[Written task A] Please return the part of the telnet message starting at "One (easier) way" and ending at "easy to steal,)", copied word for word.
[Written task B] Locate every line in the entries that contains the string "segment" and copy each one, matching case exactly.

[Document text]
>> start

Securely allowing just one application via telnet
Danny Howard
dannyman at toldme.com
Tue Apr 5 10:46:07 PDT 2005
Anthony,
"Securely" and "telnet" is an oxymoron. This is mainly because any
data, including passwords, sent through a non-encrypted connection, can
be sniffed by anyone who can access any of the intervening networks.
Your question is really very open-ended and vague. The correct question
may be "I need to facilitate FOO." and then go about solving that. When
you ask "I need to do something with telnet," I am inclined to say "I
bet you are asking the wrong question."
One (easier) way is to use a traditional login shell and set the config
file to pass execution to your application. For example, if the user is
set to use csh, you can put "exec fooprog" in his .login. An advantage
of this is that you can set environment variables and stuff before
handing execution to this application. If you do this, and you can not
trust your user (he's using telnet, so his password is easy to steal,)
then you want to look at how your development system handles signals.
You don't want him sending some clever signal to your system that lets
them sneak out in to something else.
That said, if you set a user's shell (See /etc/master.passwd and the
excellent pw program,) to your executable, then that is the program that
will be executed as the user's login shell.

>> end

[Items]
>> start

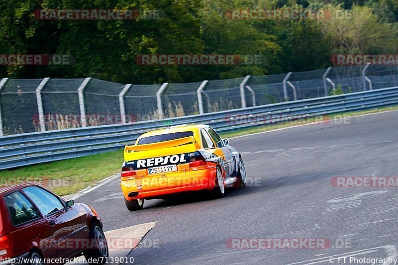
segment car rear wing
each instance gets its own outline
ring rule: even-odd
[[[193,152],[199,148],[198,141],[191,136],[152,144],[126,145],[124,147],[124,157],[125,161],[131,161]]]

>> end
>> start

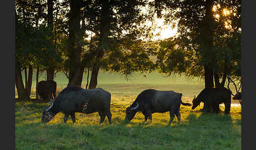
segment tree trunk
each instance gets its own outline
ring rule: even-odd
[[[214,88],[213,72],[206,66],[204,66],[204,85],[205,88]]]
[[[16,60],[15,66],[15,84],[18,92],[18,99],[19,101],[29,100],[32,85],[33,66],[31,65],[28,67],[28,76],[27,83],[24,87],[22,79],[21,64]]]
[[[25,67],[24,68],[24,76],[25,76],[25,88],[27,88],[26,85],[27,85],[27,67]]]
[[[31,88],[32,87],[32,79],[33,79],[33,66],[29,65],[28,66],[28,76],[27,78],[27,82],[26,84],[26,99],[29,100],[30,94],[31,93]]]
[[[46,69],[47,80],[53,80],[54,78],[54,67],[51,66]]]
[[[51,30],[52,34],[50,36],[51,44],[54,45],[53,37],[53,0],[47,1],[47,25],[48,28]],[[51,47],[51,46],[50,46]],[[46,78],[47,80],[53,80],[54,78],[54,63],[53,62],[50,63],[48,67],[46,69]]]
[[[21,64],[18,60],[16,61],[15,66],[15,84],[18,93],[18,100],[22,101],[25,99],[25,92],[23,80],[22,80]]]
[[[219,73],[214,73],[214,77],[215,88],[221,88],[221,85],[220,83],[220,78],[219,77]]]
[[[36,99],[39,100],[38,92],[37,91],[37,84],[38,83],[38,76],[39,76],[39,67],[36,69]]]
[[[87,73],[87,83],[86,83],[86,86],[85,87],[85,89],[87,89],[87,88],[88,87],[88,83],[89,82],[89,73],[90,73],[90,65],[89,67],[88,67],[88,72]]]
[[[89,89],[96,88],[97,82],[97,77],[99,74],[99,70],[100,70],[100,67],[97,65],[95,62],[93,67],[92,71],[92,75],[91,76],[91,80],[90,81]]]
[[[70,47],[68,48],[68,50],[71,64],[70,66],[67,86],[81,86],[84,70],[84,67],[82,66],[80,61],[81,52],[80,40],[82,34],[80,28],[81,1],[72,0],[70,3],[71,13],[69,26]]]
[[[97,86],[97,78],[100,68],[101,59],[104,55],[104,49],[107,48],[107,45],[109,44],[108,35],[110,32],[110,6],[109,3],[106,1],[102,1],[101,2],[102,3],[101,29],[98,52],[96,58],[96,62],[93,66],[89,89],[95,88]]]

>> end

[Complete answer A]
One (easier) way is to use a traditional login shell and set the config
file to pass execution to your application. For example, if the user is
set to use csh, you can put "exec fooprog" in his .login. An advantage
of this is that you can set environment variables and stuff before
handing execution to this application. If you do this, and you can not
trust your user (he's using telnet, so his password is easy to steal,)

[Complete answer B]
segment car rear wing
segment tree trunk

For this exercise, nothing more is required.